We carry a variety of long-lived assets on our balance sheet including property, plant and equipment, goodwill, and other intangibles. We conduct impairment tests on long-lived assets at least annually, and more frequently whenever events or changes in circumstances indicate that the carrying value may not be recoverable. We review the recoverability of the carrying value of our assets based upon estimated future cash flows while taking into consideration assumptions and estimates including the future use of the asset, remaining useful life of the asset and service potential of the asset. Additionally, inventories are valued at the lower of cost or market.

Market conditions continued to negatively impact our business in the second quarter of 2016. The average rig count continued to decline in the second quarter, in the face of continued depressed commodity prices, which created further widespread pricing pressure and activity reductions for our products and services on a global basis. As a result of these conditions and their corresponding impact on our business outlook, during the three and six months ended June 30, 2016, we determined the carrying amount of a number of our long-lived assets exceeded their respective fair values due to projected declines in asset utilization. We assessed the fair value of our long-lived assets based on a discounted cash flow analysis, which required the use of significant unobservable inputs such as management’s short-term and long-term forecast of operating performance, including revenue growth rates and expected profitability margins, and a discount rate based on our weighted average cost of capital.
----------------------------------------
*WRITTEN EXERCISE 1*. Copy out the full passage on asset impairment above, word for word.
*WRITTEN EXERCISE 2*. Count the lines in the listing below that contain the string "head", treating uppercase and lowercase as different, and give only the number.

*MATERIAL TO PROCESS*.
----------------------------------------
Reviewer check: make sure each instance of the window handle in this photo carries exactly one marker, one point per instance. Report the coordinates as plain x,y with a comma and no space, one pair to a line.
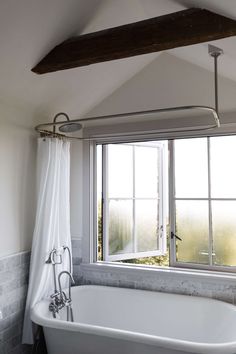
172,234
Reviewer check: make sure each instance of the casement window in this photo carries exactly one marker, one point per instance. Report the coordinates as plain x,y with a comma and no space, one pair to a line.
133,200
173,199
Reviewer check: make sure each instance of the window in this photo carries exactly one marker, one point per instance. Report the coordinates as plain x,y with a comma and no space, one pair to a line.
196,178
132,212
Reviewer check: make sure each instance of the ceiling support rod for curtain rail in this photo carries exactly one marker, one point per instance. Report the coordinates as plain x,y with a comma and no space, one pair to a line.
213,51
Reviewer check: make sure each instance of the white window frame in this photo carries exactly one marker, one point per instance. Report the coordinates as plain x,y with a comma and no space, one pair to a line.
162,207
90,226
172,205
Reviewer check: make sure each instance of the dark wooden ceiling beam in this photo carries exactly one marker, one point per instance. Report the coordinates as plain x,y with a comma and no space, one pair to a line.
174,30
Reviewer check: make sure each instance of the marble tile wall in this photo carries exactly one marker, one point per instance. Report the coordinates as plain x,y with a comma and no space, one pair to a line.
14,271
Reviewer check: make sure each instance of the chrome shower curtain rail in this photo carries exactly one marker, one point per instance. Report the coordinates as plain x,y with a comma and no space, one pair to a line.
214,53
42,128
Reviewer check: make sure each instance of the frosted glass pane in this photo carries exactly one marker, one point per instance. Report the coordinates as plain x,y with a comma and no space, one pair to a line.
224,232
146,225
223,167
120,226
146,172
191,171
120,171
192,227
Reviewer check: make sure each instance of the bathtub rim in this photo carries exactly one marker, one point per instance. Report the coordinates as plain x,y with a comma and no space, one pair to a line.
164,342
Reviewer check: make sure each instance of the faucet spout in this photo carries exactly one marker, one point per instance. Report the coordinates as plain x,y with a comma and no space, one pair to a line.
72,282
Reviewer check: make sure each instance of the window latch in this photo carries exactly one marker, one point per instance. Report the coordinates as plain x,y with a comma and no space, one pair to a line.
172,234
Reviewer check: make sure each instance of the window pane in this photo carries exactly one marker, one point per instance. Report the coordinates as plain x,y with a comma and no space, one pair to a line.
120,171
191,170
192,227
224,232
223,167
99,203
146,172
146,225
120,226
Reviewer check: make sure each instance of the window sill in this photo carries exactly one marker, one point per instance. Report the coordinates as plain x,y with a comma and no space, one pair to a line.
183,273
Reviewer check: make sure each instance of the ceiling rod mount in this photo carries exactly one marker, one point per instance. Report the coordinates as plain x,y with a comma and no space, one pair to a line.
215,52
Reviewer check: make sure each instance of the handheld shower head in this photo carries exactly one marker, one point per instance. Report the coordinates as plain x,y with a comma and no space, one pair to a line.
68,127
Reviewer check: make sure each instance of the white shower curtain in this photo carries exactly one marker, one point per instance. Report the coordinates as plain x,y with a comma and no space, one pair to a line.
52,224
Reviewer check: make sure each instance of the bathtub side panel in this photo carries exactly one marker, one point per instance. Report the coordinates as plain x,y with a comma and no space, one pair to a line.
68,342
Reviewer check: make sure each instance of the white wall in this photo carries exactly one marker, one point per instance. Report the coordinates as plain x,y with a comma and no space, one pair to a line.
76,197
17,180
167,82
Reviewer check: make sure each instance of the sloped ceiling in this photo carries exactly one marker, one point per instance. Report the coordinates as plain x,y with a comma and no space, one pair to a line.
29,29
168,82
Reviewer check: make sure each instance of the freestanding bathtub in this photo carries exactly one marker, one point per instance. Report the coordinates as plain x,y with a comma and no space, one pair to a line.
126,321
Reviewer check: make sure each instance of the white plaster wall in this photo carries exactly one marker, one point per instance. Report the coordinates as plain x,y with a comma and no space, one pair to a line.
17,180
76,197
168,82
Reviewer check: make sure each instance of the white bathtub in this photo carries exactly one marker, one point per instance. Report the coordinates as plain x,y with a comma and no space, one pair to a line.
126,321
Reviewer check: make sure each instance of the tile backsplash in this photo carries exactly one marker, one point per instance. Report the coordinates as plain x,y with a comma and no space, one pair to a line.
14,272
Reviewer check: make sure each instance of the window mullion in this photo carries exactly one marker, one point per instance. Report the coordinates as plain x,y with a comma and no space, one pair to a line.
209,204
172,241
134,205
105,218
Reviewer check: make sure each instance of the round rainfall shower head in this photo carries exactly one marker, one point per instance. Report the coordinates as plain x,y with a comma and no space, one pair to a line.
70,127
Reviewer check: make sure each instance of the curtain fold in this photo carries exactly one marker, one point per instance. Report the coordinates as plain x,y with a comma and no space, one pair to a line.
52,224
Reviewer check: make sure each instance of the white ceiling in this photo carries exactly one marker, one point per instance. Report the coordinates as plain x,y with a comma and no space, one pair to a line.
30,28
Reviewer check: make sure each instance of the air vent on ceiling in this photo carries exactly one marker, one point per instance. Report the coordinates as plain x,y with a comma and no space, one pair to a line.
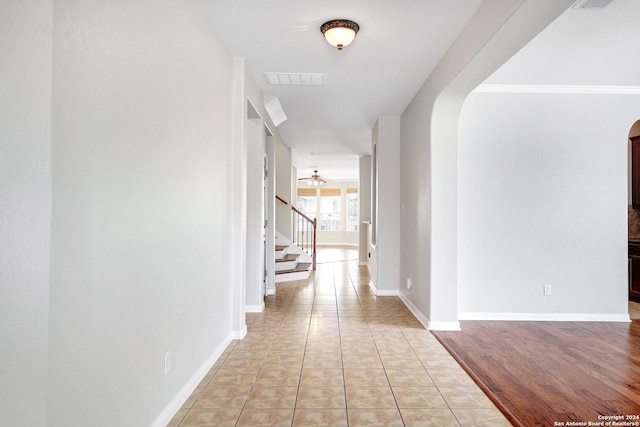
591,4
295,79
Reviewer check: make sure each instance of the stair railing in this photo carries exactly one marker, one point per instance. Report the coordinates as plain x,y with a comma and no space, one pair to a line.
304,231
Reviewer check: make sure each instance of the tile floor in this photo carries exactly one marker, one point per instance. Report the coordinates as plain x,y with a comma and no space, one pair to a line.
327,352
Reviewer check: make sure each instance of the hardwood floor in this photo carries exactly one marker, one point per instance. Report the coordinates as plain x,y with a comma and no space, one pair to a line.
541,373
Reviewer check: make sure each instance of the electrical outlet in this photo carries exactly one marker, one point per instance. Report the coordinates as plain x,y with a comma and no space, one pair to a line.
167,362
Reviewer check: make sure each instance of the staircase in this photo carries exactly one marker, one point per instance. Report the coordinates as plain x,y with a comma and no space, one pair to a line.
292,263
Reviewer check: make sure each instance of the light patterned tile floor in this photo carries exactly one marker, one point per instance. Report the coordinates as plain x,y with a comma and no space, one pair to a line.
328,352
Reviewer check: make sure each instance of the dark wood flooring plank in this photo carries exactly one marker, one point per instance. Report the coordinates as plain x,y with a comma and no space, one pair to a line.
546,372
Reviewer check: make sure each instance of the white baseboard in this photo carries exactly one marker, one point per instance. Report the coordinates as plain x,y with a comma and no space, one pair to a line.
176,403
254,308
547,317
382,293
238,335
444,326
413,309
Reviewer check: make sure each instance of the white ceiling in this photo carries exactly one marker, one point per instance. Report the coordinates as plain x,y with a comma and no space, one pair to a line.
398,45
584,47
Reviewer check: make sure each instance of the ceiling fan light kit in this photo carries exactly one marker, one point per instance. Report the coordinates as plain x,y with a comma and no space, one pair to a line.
339,32
314,180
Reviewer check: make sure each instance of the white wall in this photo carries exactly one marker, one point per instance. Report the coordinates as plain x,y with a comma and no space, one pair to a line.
429,151
283,188
385,254
542,193
364,207
141,136
25,209
255,138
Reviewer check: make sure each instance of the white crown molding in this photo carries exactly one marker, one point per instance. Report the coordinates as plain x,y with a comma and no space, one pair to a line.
560,89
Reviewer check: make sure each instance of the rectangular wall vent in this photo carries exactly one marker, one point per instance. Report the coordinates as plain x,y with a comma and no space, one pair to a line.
591,4
294,79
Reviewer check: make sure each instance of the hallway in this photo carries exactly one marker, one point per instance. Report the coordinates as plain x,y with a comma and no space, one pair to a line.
327,352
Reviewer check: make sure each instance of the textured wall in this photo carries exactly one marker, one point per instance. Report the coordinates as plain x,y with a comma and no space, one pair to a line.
141,135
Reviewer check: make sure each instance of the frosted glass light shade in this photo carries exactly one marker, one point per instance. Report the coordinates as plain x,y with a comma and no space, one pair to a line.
339,32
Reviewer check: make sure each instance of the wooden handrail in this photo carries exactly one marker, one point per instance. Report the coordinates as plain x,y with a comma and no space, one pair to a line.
297,229
293,208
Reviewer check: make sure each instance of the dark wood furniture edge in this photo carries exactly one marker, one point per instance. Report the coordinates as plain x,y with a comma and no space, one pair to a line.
494,399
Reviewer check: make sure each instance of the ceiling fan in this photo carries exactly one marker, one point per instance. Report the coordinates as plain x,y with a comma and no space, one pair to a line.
314,179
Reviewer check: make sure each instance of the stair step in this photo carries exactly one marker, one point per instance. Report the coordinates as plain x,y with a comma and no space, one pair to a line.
302,266
288,257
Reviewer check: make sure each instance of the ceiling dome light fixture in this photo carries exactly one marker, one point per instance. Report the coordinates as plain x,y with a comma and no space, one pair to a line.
339,32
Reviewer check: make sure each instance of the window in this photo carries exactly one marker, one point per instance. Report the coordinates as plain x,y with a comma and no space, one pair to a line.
330,209
307,201
352,209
----------------------------------------
*TASK OUTPUT 1*.
We carry a variety of long-lived assets on our balance sheet including property, plant and equipment, goodwill, and other intangibles. We conduct impairment tests on long-lived assets at least annually, and more frequently whenever events or changes in circumstances indicate that the carrying value may not be recoverable. We review the recoverability of the carrying value of our assets based upon estimated future cash flows while taking into consideration assumptions and estimates including the future use of the asset, remaining useful life of the asset and service potential of the asset. Additionally, inventories are valued at the lower of cost or market.

Market conditions continued to negatively impact our business in the second quarter of 2016. The average rig count continued to decline in the second quarter, in the face of continued depressed commodity prices, which created further widespread pricing pressure and activity reductions for our products and services on a global basis. As a result of these conditions and their corresponding impact on our business outlook, during the three and six months ended June 30, 2016, we determined the carrying amount of a number of our long-lived assets exceeded their respective fair values due to projected declines in asset utilization. We assessed the fair value of our long-lived assets based on a discounted cash flow analysis, which required the use of significant unobservable inputs such as management’s short-term and long-term forecast of operating performance, including revenue growth rates and expected profitability margins, and a discount rate based on our weighted average cost of capital.

*TASK OUTPUT 2*. 2